**Problem statement:**
Return, without any alteration, the lines from the one containing "Objective: detect shirt" through the one containing "(468, 255), (573, 300)", including both of those lines.

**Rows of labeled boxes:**
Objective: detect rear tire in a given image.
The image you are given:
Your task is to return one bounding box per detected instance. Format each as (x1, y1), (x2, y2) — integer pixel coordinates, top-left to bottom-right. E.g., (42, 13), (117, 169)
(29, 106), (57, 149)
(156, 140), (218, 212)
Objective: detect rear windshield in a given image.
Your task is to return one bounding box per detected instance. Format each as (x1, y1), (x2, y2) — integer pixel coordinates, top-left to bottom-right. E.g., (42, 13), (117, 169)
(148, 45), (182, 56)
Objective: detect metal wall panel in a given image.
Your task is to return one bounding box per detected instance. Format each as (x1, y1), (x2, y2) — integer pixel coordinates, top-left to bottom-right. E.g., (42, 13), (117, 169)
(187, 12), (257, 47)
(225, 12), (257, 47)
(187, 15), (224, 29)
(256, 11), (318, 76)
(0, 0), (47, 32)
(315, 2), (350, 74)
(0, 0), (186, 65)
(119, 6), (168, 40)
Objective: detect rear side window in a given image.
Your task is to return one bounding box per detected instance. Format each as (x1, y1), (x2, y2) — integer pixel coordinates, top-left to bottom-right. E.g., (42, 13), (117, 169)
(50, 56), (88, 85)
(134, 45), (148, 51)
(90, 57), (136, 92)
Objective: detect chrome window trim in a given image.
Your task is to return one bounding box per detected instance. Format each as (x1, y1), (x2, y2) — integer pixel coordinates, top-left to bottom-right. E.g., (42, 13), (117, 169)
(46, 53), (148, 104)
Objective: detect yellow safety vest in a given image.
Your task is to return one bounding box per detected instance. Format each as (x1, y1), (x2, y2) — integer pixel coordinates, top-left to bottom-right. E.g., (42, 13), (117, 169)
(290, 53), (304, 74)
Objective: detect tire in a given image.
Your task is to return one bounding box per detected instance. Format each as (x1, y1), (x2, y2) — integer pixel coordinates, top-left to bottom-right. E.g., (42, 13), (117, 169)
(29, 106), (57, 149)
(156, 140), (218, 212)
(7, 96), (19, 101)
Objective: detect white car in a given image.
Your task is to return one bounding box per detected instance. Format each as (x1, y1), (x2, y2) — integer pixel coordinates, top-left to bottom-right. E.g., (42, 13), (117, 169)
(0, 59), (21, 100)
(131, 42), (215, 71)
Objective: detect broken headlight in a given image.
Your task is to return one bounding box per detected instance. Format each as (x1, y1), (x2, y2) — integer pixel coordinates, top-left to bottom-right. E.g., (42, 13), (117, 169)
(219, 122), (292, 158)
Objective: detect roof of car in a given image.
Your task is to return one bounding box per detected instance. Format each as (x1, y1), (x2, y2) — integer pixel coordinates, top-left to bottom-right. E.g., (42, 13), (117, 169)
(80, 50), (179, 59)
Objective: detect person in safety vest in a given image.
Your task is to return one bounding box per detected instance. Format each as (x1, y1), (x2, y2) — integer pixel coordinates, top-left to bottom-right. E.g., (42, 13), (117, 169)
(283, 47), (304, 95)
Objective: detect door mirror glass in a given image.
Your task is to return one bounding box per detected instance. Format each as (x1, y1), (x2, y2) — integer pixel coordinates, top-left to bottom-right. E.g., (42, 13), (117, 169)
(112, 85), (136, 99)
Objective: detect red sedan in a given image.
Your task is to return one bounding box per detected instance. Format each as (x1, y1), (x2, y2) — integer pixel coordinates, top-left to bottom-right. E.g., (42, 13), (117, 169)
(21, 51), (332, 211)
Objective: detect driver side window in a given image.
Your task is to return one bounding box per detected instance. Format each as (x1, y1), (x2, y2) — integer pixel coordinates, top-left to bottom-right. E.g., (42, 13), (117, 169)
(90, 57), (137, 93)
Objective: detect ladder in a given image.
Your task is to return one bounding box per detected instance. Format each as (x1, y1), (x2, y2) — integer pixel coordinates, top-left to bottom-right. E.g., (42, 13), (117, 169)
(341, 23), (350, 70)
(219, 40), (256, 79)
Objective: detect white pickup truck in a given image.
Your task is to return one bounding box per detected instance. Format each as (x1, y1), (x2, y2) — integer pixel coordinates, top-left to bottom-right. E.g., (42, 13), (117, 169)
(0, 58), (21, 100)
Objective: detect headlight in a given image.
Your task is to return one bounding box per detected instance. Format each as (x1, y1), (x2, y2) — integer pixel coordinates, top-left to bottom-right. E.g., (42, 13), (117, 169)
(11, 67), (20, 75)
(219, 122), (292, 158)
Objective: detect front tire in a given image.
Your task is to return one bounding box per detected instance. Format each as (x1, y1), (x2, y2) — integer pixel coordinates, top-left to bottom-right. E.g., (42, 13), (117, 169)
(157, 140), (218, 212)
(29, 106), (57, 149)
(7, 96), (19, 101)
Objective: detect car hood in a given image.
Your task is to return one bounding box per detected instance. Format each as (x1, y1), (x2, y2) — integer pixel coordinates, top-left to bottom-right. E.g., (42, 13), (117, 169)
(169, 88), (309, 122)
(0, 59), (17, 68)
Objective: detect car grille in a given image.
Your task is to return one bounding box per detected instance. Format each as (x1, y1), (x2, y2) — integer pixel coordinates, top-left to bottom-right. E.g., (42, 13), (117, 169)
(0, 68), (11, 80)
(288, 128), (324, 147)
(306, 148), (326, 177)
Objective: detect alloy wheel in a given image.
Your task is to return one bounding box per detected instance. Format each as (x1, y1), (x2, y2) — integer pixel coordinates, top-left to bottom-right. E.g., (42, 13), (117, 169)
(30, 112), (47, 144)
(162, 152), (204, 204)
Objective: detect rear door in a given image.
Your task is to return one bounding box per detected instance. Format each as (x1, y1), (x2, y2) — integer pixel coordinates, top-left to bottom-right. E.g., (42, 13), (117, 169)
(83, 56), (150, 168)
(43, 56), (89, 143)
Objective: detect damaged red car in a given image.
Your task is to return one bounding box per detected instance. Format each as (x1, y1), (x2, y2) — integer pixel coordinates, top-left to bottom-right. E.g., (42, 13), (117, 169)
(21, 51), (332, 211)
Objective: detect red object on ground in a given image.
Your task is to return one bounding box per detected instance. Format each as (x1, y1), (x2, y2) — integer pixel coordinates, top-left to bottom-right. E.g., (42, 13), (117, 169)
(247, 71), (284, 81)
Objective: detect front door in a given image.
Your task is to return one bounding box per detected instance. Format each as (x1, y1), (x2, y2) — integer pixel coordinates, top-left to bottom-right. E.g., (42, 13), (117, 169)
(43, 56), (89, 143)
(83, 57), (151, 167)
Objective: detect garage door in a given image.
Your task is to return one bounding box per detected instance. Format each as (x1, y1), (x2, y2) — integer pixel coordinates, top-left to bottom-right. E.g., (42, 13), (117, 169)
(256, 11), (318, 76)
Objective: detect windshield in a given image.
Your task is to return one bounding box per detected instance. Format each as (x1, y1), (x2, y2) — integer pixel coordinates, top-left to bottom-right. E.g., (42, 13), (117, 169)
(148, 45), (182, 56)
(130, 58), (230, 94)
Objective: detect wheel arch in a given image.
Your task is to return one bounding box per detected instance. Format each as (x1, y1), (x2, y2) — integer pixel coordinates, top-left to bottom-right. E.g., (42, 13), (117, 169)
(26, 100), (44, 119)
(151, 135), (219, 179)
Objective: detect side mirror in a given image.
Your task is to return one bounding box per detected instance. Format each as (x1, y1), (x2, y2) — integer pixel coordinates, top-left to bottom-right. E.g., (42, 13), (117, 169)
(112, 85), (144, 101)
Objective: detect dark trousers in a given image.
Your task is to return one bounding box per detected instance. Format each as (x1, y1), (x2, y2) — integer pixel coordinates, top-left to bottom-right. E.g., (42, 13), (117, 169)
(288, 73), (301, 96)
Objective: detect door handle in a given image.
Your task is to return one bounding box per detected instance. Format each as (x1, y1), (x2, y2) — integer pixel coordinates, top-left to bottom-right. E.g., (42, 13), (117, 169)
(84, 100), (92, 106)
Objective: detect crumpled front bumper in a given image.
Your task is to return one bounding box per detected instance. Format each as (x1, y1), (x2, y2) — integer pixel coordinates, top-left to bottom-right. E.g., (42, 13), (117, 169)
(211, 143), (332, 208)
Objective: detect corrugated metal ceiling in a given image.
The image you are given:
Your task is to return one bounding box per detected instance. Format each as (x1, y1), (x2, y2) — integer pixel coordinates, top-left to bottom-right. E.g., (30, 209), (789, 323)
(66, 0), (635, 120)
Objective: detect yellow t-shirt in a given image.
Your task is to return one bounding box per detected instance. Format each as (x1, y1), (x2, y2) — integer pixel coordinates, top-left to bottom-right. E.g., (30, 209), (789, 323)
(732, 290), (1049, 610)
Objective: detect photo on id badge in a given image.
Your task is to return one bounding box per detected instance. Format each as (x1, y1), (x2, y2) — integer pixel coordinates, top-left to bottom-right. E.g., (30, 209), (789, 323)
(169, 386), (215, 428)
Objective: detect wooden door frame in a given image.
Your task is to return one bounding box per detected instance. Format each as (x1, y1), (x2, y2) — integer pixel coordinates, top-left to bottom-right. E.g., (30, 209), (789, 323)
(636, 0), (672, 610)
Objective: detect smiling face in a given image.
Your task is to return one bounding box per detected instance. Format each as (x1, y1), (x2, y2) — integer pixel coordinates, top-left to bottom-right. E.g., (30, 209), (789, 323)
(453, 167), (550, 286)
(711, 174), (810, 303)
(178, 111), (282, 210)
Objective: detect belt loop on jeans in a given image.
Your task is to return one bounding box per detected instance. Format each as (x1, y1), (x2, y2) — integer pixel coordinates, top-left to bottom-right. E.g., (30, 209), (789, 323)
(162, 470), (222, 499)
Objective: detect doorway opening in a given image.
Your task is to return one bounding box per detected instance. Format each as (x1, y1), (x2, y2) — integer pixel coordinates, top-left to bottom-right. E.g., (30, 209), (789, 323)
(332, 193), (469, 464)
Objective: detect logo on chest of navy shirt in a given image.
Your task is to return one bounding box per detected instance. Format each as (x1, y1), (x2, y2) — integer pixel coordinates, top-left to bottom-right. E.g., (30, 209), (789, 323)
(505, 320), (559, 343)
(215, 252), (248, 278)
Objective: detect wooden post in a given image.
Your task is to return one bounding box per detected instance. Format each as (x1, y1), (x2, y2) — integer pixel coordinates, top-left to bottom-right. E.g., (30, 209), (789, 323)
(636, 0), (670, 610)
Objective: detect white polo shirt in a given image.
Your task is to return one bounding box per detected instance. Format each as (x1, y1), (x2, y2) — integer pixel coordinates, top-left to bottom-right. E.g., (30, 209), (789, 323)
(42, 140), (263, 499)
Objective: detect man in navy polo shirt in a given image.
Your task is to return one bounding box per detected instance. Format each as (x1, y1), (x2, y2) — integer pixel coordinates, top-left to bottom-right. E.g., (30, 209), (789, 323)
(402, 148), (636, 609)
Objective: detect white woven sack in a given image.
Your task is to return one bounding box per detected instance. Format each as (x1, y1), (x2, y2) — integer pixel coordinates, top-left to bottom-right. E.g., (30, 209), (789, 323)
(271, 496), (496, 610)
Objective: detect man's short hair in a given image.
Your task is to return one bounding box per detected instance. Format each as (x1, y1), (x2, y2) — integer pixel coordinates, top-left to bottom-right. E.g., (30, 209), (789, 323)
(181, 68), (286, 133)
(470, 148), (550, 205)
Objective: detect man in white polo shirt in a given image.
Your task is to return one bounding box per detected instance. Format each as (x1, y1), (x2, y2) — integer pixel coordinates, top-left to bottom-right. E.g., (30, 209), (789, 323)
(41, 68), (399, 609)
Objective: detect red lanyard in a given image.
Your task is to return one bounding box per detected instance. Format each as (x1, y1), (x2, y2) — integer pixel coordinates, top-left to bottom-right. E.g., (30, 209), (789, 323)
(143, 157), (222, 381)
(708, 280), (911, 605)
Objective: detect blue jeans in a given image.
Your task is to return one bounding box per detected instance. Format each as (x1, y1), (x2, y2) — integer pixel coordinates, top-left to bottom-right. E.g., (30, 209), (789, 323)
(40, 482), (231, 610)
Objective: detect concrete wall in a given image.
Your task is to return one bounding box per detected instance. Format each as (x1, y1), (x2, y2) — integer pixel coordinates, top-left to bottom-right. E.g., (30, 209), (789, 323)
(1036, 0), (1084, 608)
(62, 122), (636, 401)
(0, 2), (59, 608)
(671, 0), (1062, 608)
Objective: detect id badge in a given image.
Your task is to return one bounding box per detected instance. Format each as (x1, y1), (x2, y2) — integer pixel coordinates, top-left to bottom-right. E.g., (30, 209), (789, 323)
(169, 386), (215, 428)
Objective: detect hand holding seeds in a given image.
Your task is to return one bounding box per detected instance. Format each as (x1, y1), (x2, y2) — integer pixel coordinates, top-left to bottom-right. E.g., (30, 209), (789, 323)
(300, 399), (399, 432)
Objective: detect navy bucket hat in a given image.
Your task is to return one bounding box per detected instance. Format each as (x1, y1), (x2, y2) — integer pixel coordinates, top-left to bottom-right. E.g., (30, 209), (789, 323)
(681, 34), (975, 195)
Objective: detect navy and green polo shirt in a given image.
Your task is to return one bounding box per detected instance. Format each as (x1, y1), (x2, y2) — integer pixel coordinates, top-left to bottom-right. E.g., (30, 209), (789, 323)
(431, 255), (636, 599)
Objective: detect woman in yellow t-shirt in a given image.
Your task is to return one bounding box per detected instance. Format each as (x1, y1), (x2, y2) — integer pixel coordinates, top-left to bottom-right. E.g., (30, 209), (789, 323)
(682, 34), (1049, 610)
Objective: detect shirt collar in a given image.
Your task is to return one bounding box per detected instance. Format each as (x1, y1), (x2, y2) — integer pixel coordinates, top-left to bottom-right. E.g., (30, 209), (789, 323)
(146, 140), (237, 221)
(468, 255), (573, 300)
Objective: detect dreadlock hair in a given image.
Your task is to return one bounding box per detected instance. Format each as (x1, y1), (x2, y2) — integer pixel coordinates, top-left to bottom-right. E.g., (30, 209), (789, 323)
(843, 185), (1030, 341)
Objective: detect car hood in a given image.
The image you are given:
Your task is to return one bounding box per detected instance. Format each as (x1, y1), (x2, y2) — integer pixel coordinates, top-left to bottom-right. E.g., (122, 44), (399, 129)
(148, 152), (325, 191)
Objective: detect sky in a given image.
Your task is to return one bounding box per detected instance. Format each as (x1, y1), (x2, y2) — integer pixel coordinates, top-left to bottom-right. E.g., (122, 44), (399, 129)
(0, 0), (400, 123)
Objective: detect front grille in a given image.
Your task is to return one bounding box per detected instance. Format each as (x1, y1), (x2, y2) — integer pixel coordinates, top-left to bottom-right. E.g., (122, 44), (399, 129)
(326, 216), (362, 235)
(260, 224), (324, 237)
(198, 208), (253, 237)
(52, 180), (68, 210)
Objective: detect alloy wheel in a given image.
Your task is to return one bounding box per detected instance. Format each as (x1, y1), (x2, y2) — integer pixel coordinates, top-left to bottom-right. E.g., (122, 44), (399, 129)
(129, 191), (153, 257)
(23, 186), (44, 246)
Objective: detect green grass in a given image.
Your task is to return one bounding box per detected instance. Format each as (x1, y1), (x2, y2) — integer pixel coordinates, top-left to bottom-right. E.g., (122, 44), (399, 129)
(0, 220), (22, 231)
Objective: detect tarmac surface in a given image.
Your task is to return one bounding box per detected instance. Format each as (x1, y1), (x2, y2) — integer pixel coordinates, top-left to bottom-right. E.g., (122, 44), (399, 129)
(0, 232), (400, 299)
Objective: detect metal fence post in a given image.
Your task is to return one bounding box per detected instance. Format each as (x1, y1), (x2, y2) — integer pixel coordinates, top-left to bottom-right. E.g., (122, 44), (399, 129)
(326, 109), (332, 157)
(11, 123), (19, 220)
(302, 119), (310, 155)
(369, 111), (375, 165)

**Response for this exercise:**
Objective: detect shirt collar in a given image.
Your task is to return one bounding box per detected instance. Format each as (x1, y1), (x2, y2) — integer pixel coordinates, top-left to bottom-right. E.g., (30, 209), (789, 323)
(146, 140), (237, 221)
(468, 255), (573, 300)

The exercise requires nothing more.